The exercise
Print the records again, character for character.

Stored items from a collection

"""

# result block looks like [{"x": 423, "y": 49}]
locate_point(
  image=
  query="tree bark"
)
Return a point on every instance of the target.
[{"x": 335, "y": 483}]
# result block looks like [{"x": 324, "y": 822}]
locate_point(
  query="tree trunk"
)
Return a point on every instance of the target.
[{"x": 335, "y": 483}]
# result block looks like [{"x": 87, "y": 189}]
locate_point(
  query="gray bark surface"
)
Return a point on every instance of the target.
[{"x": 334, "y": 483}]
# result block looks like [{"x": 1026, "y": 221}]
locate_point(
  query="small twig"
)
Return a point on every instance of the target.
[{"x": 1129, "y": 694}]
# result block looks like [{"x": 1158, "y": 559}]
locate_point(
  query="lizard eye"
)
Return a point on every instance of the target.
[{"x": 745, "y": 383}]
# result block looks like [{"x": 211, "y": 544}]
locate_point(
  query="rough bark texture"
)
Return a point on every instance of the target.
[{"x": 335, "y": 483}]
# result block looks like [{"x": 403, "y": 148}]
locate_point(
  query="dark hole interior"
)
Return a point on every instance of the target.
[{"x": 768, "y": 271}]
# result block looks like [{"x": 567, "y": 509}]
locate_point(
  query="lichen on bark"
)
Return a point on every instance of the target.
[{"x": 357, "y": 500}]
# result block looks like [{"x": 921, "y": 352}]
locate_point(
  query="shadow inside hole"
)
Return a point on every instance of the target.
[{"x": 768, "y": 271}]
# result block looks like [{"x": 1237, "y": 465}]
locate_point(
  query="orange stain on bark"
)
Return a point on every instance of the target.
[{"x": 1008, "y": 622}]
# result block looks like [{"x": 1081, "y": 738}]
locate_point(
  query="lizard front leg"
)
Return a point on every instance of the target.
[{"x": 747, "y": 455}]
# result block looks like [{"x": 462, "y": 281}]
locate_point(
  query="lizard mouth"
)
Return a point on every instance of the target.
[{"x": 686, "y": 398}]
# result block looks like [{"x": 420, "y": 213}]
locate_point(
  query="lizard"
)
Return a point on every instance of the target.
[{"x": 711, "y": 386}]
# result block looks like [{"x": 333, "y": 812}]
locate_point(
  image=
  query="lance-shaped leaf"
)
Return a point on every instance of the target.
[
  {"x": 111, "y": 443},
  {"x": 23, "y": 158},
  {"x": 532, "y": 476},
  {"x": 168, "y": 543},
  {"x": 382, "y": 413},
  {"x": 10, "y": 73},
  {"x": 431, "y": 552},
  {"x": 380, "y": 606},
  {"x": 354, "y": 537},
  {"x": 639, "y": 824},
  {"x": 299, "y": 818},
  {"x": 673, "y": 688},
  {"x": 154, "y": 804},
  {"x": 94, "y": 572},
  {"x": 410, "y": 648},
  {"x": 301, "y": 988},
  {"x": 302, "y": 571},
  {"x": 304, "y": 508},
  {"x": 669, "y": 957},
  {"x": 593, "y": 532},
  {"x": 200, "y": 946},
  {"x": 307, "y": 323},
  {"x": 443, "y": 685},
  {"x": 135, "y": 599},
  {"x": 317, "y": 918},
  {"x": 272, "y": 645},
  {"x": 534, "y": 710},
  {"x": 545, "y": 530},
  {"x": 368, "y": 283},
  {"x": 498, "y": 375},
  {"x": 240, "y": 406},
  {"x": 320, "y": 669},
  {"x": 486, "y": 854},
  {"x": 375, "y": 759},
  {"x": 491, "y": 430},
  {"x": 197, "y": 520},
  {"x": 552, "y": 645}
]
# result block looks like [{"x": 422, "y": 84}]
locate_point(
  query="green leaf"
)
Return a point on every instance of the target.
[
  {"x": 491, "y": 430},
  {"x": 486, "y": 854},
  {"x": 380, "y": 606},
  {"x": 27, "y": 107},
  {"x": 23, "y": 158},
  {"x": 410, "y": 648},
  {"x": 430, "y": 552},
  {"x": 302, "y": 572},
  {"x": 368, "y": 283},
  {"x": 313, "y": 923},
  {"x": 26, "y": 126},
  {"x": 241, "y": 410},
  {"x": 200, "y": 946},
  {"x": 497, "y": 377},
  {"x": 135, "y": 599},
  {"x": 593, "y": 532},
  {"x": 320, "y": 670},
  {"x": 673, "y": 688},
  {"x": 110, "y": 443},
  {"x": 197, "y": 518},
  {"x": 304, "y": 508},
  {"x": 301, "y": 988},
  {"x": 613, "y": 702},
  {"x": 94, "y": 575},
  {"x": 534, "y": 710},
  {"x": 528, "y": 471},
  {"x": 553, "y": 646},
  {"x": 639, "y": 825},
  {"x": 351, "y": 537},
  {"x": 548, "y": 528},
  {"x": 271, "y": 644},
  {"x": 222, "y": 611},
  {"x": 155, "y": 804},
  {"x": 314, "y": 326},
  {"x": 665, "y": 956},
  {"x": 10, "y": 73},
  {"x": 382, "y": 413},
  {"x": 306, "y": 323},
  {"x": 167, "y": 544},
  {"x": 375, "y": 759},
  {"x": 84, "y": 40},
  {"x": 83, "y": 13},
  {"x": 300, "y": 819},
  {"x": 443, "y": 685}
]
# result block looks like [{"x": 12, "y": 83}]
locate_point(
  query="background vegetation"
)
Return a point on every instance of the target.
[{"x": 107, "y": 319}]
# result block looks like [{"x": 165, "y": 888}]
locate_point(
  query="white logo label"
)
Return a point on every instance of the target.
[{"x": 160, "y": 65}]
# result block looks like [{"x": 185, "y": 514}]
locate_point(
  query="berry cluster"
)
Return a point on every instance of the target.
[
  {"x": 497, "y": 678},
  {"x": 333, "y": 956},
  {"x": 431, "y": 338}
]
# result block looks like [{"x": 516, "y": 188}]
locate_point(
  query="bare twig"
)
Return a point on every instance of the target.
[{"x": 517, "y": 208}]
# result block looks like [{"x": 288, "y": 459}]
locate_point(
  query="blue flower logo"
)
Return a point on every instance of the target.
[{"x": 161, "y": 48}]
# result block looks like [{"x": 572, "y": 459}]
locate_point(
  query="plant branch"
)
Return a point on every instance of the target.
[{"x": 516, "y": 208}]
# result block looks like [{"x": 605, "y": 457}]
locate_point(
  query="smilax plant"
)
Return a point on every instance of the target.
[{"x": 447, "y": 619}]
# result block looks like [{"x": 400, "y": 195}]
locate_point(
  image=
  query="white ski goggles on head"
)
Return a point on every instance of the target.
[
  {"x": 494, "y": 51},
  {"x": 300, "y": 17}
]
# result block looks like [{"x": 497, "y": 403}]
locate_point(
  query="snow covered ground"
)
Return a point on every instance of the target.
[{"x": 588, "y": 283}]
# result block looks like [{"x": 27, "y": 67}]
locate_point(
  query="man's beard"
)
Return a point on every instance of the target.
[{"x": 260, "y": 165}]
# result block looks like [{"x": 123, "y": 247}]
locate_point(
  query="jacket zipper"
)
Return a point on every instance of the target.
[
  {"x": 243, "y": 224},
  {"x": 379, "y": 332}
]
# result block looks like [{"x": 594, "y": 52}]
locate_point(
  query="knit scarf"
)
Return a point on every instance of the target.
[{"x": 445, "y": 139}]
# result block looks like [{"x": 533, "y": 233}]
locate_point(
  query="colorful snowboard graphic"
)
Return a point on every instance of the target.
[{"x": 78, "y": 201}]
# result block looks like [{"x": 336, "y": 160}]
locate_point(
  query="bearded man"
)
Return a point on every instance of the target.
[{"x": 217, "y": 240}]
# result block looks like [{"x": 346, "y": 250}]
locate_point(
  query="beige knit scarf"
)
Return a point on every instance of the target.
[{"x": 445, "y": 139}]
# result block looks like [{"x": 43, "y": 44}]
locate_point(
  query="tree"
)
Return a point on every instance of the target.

"""

Output of the task
# result block looks like [{"x": 423, "y": 49}]
locate_point(
  image=
  query="tree bark"
)
Return a point on every instance of the target.
[{"x": 335, "y": 483}]
# result block looks like [{"x": 324, "y": 822}]
locate_point(
  query="tree trunk"
)
Return a point on every instance of the target.
[{"x": 335, "y": 483}]
# result block looks like [{"x": 87, "y": 189}]
locate_point(
  query="gray bark surface"
)
Return a point on every instance of the target.
[{"x": 334, "y": 483}]
# result block looks like [{"x": 1026, "y": 221}]
locate_point(
  query="small twig"
)
Return a point on every instance of the target.
[{"x": 1129, "y": 694}]
# result block looks like [{"x": 1158, "y": 559}]
locate_point(
  query="lizard eye"
)
Return a point on every instance of the target.
[{"x": 745, "y": 383}]
# result block looks like [{"x": 211, "y": 544}]
locate_point(
  query="rough bark texture"
)
Return a point on every instance of the target.
[{"x": 335, "y": 483}]
# result block looks like [{"x": 403, "y": 148}]
locate_point(
  query="dark hole interior"
)
Return a point on every instance of the target.
[{"x": 768, "y": 271}]
# result block looks like [{"x": 567, "y": 509}]
locate_point(
  query="lichen on bark"
)
Return a point on every instance of the target.
[{"x": 357, "y": 500}]
# result block looks like [{"x": 921, "y": 352}]
locate_point(
  query="shadow inside hole"
)
Return a point on every instance of the target.
[{"x": 768, "y": 271}]
# result block looks like [{"x": 1237, "y": 465}]
locate_point(
  query="orange stain on bark"
)
Return a point on every instance of the target.
[{"x": 1008, "y": 622}]
# result block looks like [{"x": 1081, "y": 738}]
locate_point(
  query="lizard front leg"
)
Return a point on every instance of the target.
[{"x": 747, "y": 455}]
# result block looks like [{"x": 462, "y": 281}]
locate_point(
  query="lizard mouth"
)
Return a point on every instance of the target.
[{"x": 686, "y": 398}]
# result block looks like [{"x": 420, "y": 213}]
locate_point(
  query="lizard"
)
Return a point on every instance of the target.
[{"x": 711, "y": 386}]
# result block looks like [{"x": 333, "y": 812}]
locate_point(
  image=
  query="lance-shaped leaf"
)
Return a point on every instance of the target.
[
  {"x": 111, "y": 443},
  {"x": 23, "y": 158},
  {"x": 532, "y": 476},
  {"x": 168, "y": 543},
  {"x": 382, "y": 413},
  {"x": 10, "y": 73},
  {"x": 431, "y": 552},
  {"x": 380, "y": 606},
  {"x": 354, "y": 537},
  {"x": 639, "y": 824},
  {"x": 299, "y": 818},
  {"x": 673, "y": 688},
  {"x": 154, "y": 804},
  {"x": 94, "y": 572},
  {"x": 410, "y": 648},
  {"x": 301, "y": 988},
  {"x": 302, "y": 571},
  {"x": 304, "y": 508},
  {"x": 669, "y": 957},
  {"x": 593, "y": 532},
  {"x": 200, "y": 946},
  {"x": 307, "y": 323},
  {"x": 443, "y": 685},
  {"x": 135, "y": 599},
  {"x": 317, "y": 918},
  {"x": 272, "y": 645},
  {"x": 534, "y": 710},
  {"x": 545, "y": 530},
  {"x": 368, "y": 283},
  {"x": 498, "y": 375},
  {"x": 240, "y": 406},
  {"x": 320, "y": 669},
  {"x": 486, "y": 854},
  {"x": 375, "y": 759},
  {"x": 491, "y": 430},
  {"x": 197, "y": 520},
  {"x": 552, "y": 645}
]
# result block looks like [{"x": 422, "y": 84}]
locate_point(
  query="green leaf"
)
Return a point on every instance of the target.
[
  {"x": 491, "y": 430},
  {"x": 486, "y": 854},
  {"x": 380, "y": 606},
  {"x": 27, "y": 107},
  {"x": 23, "y": 158},
  {"x": 410, "y": 648},
  {"x": 430, "y": 552},
  {"x": 302, "y": 572},
  {"x": 368, "y": 283},
  {"x": 313, "y": 923},
  {"x": 26, "y": 126},
  {"x": 241, "y": 410},
  {"x": 200, "y": 946},
  {"x": 497, "y": 377},
  {"x": 135, "y": 599},
  {"x": 593, "y": 532},
  {"x": 320, "y": 670},
  {"x": 673, "y": 688},
  {"x": 110, "y": 443},
  {"x": 197, "y": 518},
  {"x": 304, "y": 508},
  {"x": 301, "y": 988},
  {"x": 613, "y": 702},
  {"x": 94, "y": 575},
  {"x": 534, "y": 710},
  {"x": 528, "y": 471},
  {"x": 553, "y": 646},
  {"x": 639, "y": 825},
  {"x": 351, "y": 537},
  {"x": 548, "y": 528},
  {"x": 271, "y": 644},
  {"x": 222, "y": 611},
  {"x": 155, "y": 804},
  {"x": 314, "y": 326},
  {"x": 665, "y": 956},
  {"x": 10, "y": 73},
  {"x": 382, "y": 413},
  {"x": 306, "y": 323},
  {"x": 167, "y": 544},
  {"x": 375, "y": 759},
  {"x": 84, "y": 40},
  {"x": 83, "y": 13},
  {"x": 300, "y": 819},
  {"x": 443, "y": 685}
]
# result block looks like [{"x": 12, "y": 83}]
locate_point(
  query="background vegetation"
)
Return a point on every instance of the target.
[{"x": 107, "y": 319}]
# result block looks like [{"x": 165, "y": 888}]
locate_point(
  query="white logo label"
)
Return a point on every instance of the target.
[{"x": 160, "y": 65}]
# result block looks like [{"x": 185, "y": 514}]
locate_point(
  query="berry cluster"
)
Return a point on every instance of the target.
[
  {"x": 497, "y": 678},
  {"x": 333, "y": 956},
  {"x": 431, "y": 338}
]
# result block looks like [{"x": 516, "y": 188}]
locate_point(
  query="bare twig"
)
Return a point on every instance of the target.
[{"x": 517, "y": 208}]
# result block looks like [{"x": 288, "y": 459}]
locate_point(
  query="blue flower logo"
)
Return a point on every instance of the target.
[{"x": 161, "y": 48}]
# result block looks like [{"x": 572, "y": 459}]
locate_point(
  query="plant branch"
)
Return a point on every instance of the target.
[{"x": 516, "y": 208}]
# result block looks like [{"x": 605, "y": 457}]
locate_point(
  query="smilax plant"
)
Return a point on every instance of the target.
[{"x": 447, "y": 619}]
# result block looks like [{"x": 400, "y": 195}]
locate_point(
  image=
  query="white ski goggles on head"
)
Return a point on every instance of the target.
[
  {"x": 494, "y": 51},
  {"x": 300, "y": 17}
]
# result block looks like [{"x": 497, "y": 403}]
locate_point(
  query="snow covered ground"
)
Return a point on every instance of the target.
[{"x": 588, "y": 283}]
# result block looks like [{"x": 27, "y": 67}]
locate_point(
  query="man's beard"
)
Return a point on every instance of the target.
[{"x": 260, "y": 165}]
# result block looks like [{"x": 123, "y": 247}]
locate_point(
  query="jacket zipper"
)
Return a point on every instance of the target.
[
  {"x": 243, "y": 224},
  {"x": 379, "y": 332}
]
# result block looks like [{"x": 594, "y": 52}]
locate_point(
  query="knit scarf"
)
Return a point on every instance of the target.
[{"x": 445, "y": 139}]
# result block looks like [{"x": 533, "y": 233}]
locate_point(
  query="colorful snowboard graphic"
)
Return a point on every instance of the target.
[{"x": 78, "y": 201}]
# result block looks like [{"x": 336, "y": 160}]
locate_point(
  query="bearded man"
)
Return a point on every instance of the target.
[{"x": 217, "y": 240}]
# result block looks like [{"x": 346, "y": 250}]
locate_point(
  query="beige knit scarf"
)
Return a point on every instance of the target.
[{"x": 445, "y": 139}]
# result block looks like [{"x": 43, "y": 44}]
locate_point(
  query="tree"
)
Return a point on every instance of the target.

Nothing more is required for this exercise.